What is asked. Restate, word for word, all of the material shown below.

Extracted data.
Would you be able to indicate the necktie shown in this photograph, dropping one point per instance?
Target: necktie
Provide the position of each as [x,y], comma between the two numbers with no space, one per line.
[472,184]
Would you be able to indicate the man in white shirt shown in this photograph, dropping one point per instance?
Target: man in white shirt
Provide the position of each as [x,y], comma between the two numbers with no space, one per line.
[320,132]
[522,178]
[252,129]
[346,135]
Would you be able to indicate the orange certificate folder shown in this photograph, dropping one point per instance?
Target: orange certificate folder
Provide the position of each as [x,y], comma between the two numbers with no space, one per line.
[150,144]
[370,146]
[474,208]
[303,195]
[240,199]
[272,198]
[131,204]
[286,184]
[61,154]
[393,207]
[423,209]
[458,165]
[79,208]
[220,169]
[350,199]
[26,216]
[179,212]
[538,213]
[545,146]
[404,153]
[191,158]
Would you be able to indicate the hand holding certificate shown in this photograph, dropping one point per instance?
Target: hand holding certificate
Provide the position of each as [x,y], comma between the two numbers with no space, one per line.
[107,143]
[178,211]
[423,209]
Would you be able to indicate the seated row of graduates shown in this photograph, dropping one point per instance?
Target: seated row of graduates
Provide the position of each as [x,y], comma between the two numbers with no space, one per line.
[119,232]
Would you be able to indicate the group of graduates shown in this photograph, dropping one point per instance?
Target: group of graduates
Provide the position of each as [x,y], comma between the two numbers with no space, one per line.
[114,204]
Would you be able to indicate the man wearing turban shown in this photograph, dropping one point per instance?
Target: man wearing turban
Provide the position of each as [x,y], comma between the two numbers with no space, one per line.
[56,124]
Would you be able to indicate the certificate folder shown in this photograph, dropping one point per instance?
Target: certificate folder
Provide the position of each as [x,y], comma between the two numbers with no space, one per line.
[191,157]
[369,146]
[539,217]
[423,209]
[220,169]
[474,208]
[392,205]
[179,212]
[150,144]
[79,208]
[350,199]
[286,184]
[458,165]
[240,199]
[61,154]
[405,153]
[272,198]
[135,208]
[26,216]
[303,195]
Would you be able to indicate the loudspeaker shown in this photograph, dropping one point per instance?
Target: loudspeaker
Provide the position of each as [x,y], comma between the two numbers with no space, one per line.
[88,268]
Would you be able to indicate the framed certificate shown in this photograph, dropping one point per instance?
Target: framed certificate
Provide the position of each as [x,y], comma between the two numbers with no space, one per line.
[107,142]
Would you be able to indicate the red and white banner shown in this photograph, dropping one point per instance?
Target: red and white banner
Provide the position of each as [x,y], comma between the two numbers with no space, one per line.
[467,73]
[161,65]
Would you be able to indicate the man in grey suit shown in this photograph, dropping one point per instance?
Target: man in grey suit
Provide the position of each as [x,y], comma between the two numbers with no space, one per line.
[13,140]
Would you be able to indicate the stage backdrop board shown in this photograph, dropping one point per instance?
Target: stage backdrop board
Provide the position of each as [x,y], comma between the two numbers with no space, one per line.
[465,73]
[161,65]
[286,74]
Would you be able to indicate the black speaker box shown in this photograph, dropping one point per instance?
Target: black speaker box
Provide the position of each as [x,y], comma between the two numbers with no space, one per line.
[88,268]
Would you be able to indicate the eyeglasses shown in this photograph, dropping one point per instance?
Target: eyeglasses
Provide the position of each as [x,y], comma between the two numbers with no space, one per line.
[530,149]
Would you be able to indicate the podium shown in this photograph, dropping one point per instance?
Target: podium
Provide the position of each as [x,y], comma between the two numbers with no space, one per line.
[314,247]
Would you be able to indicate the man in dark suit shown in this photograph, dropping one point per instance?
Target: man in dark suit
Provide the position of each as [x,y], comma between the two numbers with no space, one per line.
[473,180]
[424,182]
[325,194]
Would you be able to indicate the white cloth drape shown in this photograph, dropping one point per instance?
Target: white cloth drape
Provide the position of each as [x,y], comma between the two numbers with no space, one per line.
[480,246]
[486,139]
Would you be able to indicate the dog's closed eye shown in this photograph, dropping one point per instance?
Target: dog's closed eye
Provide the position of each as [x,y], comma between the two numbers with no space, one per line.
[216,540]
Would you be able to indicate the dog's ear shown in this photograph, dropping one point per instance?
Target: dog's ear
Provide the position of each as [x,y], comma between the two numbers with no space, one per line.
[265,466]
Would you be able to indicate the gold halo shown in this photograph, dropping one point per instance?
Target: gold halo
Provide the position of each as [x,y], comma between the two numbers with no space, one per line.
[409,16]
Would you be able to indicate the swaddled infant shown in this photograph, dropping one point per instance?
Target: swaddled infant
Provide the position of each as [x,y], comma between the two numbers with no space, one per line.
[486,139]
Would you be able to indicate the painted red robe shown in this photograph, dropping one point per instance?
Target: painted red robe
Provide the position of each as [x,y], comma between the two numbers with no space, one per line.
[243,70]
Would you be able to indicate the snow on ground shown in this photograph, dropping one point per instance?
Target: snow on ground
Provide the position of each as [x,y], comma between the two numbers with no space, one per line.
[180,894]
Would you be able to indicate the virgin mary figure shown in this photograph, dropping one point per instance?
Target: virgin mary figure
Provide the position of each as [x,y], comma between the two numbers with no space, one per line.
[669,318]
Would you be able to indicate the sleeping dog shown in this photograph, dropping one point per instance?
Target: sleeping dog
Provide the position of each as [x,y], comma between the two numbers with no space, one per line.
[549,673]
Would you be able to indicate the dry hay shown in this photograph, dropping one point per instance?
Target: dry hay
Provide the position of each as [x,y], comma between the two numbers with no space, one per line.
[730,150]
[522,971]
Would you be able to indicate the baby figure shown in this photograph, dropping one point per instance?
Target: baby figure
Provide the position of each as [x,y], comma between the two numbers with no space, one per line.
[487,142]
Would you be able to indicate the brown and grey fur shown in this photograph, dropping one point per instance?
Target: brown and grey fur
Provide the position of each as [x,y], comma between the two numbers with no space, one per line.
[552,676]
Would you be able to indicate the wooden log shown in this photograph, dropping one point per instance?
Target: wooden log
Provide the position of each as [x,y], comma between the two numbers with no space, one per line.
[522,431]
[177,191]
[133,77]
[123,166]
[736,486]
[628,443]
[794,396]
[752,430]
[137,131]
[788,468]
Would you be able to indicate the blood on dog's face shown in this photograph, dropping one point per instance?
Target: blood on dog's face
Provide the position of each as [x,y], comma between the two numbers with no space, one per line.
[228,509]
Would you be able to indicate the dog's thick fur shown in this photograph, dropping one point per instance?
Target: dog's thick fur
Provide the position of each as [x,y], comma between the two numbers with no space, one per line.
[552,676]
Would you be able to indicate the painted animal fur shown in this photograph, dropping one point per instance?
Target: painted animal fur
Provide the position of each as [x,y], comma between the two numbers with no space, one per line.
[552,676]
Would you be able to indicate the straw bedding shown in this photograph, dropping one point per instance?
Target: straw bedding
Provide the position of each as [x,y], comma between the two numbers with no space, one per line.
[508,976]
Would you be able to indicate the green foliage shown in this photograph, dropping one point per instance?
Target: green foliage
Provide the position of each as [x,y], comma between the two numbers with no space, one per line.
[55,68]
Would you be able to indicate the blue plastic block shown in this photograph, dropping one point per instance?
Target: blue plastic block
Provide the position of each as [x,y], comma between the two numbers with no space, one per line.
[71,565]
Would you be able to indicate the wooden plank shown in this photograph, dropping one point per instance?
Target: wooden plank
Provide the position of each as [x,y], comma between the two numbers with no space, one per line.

Written solution.
Would you be able to indicate the necktie shown in this photograph, dropping one point per instance?
Target: necktie
Provide the position of each as [x,y], comma between the two numbers with no space, one per line.
[472,184]
Would you be able to indicate the man in white shirt shown in this photograph, dropping one point per instance?
Target: man in white shirt
Provide the position of each as [x,y], comma between the two numbers with no space, one per line.
[320,132]
[522,178]
[252,129]
[346,135]
Would you be able to indicate the orange certificate folder shown in this photograph, dropping one point per instance?
Target: orange certificate folder
Provide the position of each as [x,y], comma between the two numbers with no space, one per line.
[150,144]
[370,146]
[474,208]
[303,195]
[240,199]
[272,198]
[131,204]
[286,184]
[61,154]
[393,207]
[423,209]
[458,165]
[79,208]
[220,169]
[350,199]
[26,216]
[179,212]
[538,213]
[545,146]
[404,153]
[191,158]
Would you be able to indicate the hand holding certificate shown in this photograph, dropping one point per instance?
Target: hand holding certificate
Provide the position of each as [x,y], comma between the two numbers with no space, one per line.
[107,143]
[178,211]
[423,209]
Would you be able to indicate the seated row of graduates shown in this photograph, dropping one point per instance?
Target: seated row of graduates
Provide the position of each as [x,y], comma between the two numbers with no space, one per line.
[119,232]
Would you be able to indicate the group of graduates shown in this photograph, dropping one point per instance?
Target: group of graduates
Provide the position of each as [x,y], comma between the two numbers with no space, one per line.
[114,204]
Would you be able to indicate the man wearing turban shown in this photograph, dropping one point per instance?
Target: man wearing turban
Provide the position of each as [x,y], comma between the two numbers with no space, one per line.
[56,124]
Would you be able to indicate the certificate folder shown in this photograph, dropping one point per instance?
Target: certificate folder
Provide the position of each as [x,y], comma between the two numbers with no space, one per line.
[191,157]
[369,146]
[539,217]
[423,209]
[220,169]
[474,208]
[392,205]
[179,212]
[150,144]
[79,208]
[350,199]
[286,184]
[458,165]
[240,199]
[61,154]
[405,153]
[272,198]
[135,208]
[26,216]
[303,195]
Would you be able to indicate the loudspeaker shown in this photograph, dropping one point per instance?
Target: loudspeaker
Provide the position of each as [x,y], comma between the two numbers with no space, one per line.
[88,268]
Would you be able to indicate the framed certificate shown in this photograph, dropping one point per instance?
Target: framed certificate
Provide the position of each as [x,y], comma between the two numbers with no space, one per line.
[107,142]
Would you be able to indicate the red and white banner shown in this photograph, dropping one point per instance?
Target: red and white banner
Provide the position of each as [x,y], comma between the two numbers with no space, one per line.
[467,73]
[161,65]
Would you be able to indicate the man in grey suit shown in this photograph, dropping one point per instance?
Target: man in grey suit
Provide the position of each as [x,y], comma between the two numbers with no space, one per line.
[13,140]
Would you be able to indicate the stage backdrop board shown in this photograph, dropping one point per instance?
Target: stage backdrop board
Provide the position of each as [x,y], comma between the two numbers with no space, one per line.
[465,73]
[161,65]
[286,74]
Would you be able to indicate the black speaker box shown in this photograph, dropping one point per instance?
Target: black speaker box
Provide the position of each as [x,y], comma between the two numbers with no space, one per line.
[88,268]
Would you be able to indicate the eyeglasses shown in this photograph, dropping one point per instance?
Target: eyeglasses
Provide the position of each as [x,y], comma between the two numbers with no space, one per line.
[530,149]
Would you be able to indicate the podium shown in this photograph, dropping one point per instance?
Target: podium
Provide the position of each as [x,y], comma between the two numbers with no space, one per line.
[314,247]
Would you be able to indicate the man in dark suit shown in this photograph, dropping one point per instance?
Target: man in dark suit
Provide the position of each as [x,y], comma between the two numbers with no space, one per line.
[473,180]
[424,182]
[325,194]
Would you be able to indicate the white cloth drape shown in this photograph, dropping one point per instance?
Target: white cloth drape
Provide the position of each as [x,y], comma between the two numbers with no space, one per line.
[480,246]
[486,139]
Would you be able to indicate the dog's closed eye shown in this photograph, dropping one point per instance?
Target: dog's closed eye
Provide the position of each as [x,y], comma between the two numbers with no space, one per line.
[216,540]
Would you be able to indicate the dog's ear shown in this photograph, dropping one point per instance?
Target: dog's ear
Provide the position of each as [x,y], comma between the two numbers with no space, one per line.
[265,466]
Would you be able to indicate the gold halo shown in this photograph, dropping one point per instance?
Target: gold halo
Provide the position of each as [x,y], comma between the two numbers with no space, one per line.
[409,16]
Would you be able to indicate the swaddled infant shown in this photograph, dropping one point per instance?
Target: swaddled infant
Provide the position of each as [x,y], comma between the two numbers with no space, one per line.
[486,139]
Would you be able to indicate the painted red robe shown in this photograph, dropping one point per instance?
Target: painted red robe
Provide the position of each as [x,y], comma between the two numbers with no space, one per line.
[243,70]
Would you be able to indicate the snow on ground shown in this photograph, dropping one point per instance?
Target: snow on ground
Provide the position of each as [x,y], comma between the two numbers with no space, one per line.
[180,894]
Would you be able to indicate the virgin mary figure shown in this photograph, dropping one point per instance?
Target: virgin mary figure
Provide the position of each as [x,y], comma between the two numbers with no space, one per line.
[669,318]
Would you be able to indicate the sleeping dog shown in this photograph, dropping one point per instance?
Target: sleeping dog
Provide the position of each as [x,y], comma between the two numbers with no space, one per line.
[549,673]
Would you be able to indicate the dry hay shown in this photograph, dropping one point per instance?
Target: dry hay
Provide the position of each as [x,y], comma between the two numbers with no space, one per line.
[730,150]
[522,971]
Would you be able to indicate the baby figure shown in this photograph, dropping one point per instance?
Target: baby figure
Provide the position of each as [x,y], comma between the two numbers with no space, one per line.
[487,142]
Would you be able to indicate the brown and grey fur shown in this photograph, dropping one point per instance?
Target: brown and grey fur
Provide the position of each as [x,y], comma between the two numbers with no space, one per line.
[552,676]
Would you be able to indicate the wooden log shown in this photograph, dropping one point per instance?
Target: wooden log
Provide the position of each as [x,y], comma between the two numbers with no space, one per line.
[522,431]
[177,191]
[133,77]
[123,166]
[736,486]
[628,443]
[794,396]
[752,430]
[137,131]
[788,468]
Would you be able to indicate the blood on dog's face shown in this photograph, dropping one point per instance?
Target: blood on dog's face
Provide the position of each as [x,y], comma between the two numbers with no space, one per line.
[228,509]
Would you be able to indicate the dog's thick fur shown in this photograph, dropping one point per instance?
Target: dog's thick fur
Provide the position of each as [x,y], comma between the two numbers with no space, one per line.
[552,676]
Would you be able to indicate the painted animal fur shown in this photograph, dropping one point per instance?
Target: painted animal fur
Provide the position of each as [x,y], comma between the two numbers with no space, one per line.
[552,676]
Would you be able to indicate the straw bedding shown in this photograph, dropping one point per instance?
Target: straw bedding
Provide the position of each as [x,y], comma between the two numbers with no space, one per line.
[508,976]
Would you be able to indicate the green foliage shown in this photograph, dropping one point per instance?
Target: green foliage
Provide the position of each as [x,y], comma between the two numbers with no space, one per line.
[55,68]
Would you be able to indicate the blue plastic block shown in this photograph, dropping one point per instance?
Target: blue plastic block
Provide the position of each as [x,y], comma between the two numbers with no space, one per line.
[71,565]
Would you be able to indicate the wooden plank shown in this photograph, dropping one point per instance?
Target: wooden plank
Provide the position of each as [x,y], comma between the two numbers with no space, one per line.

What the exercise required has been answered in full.